• INSTRUCTION:
Convert every line of the records below into a numbered list, skipping any blank lines and leaving out the pictures.

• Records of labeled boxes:
__________

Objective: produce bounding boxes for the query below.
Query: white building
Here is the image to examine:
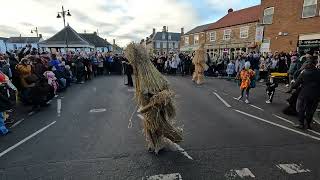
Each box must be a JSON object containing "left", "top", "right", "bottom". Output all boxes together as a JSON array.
[
  {"left": 0, "top": 37, "right": 8, "bottom": 53},
  {"left": 6, "top": 34, "right": 43, "bottom": 51}
]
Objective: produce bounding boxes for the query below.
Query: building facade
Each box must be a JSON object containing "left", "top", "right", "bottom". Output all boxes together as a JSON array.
[
  {"left": 5, "top": 34, "right": 43, "bottom": 51},
  {"left": 180, "top": 24, "right": 212, "bottom": 52},
  {"left": 261, "top": 0, "right": 320, "bottom": 52},
  {"left": 205, "top": 5, "right": 261, "bottom": 59},
  {"left": 145, "top": 26, "right": 180, "bottom": 55}
]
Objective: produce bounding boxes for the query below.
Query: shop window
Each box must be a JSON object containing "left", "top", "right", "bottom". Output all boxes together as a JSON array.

__________

• FINISHED EXERCISE:
1. Objective: produce bounding boxes for the query below.
2. Query: white building
3. Here is the image to examine:
4. Each box must be a JSON object containing "left", "top", "right", "bottom". Output all boxes together as a JSON array.
5. [
6.   {"left": 0, "top": 37, "right": 8, "bottom": 53},
7.   {"left": 6, "top": 34, "right": 43, "bottom": 51}
8. ]
9. Objective: produce bounding boxes for the query below.
10. Query: building facade
11. Each box must be a JSON object containing "left", "top", "right", "bottom". Output all boxes together as a JSON array.
12. [
13.   {"left": 5, "top": 34, "right": 43, "bottom": 51},
14.   {"left": 180, "top": 24, "right": 212, "bottom": 52},
15.   {"left": 261, "top": 0, "right": 320, "bottom": 52},
16.   {"left": 205, "top": 5, "right": 261, "bottom": 59},
17.   {"left": 145, "top": 26, "right": 180, "bottom": 55}
18. ]
19. Objective: produce bounding boxes for the query below.
20. Query: shop window
21. Each box must be a JSON object containing "left", "top", "right", "bottom". Output all boxes together as a JSON array.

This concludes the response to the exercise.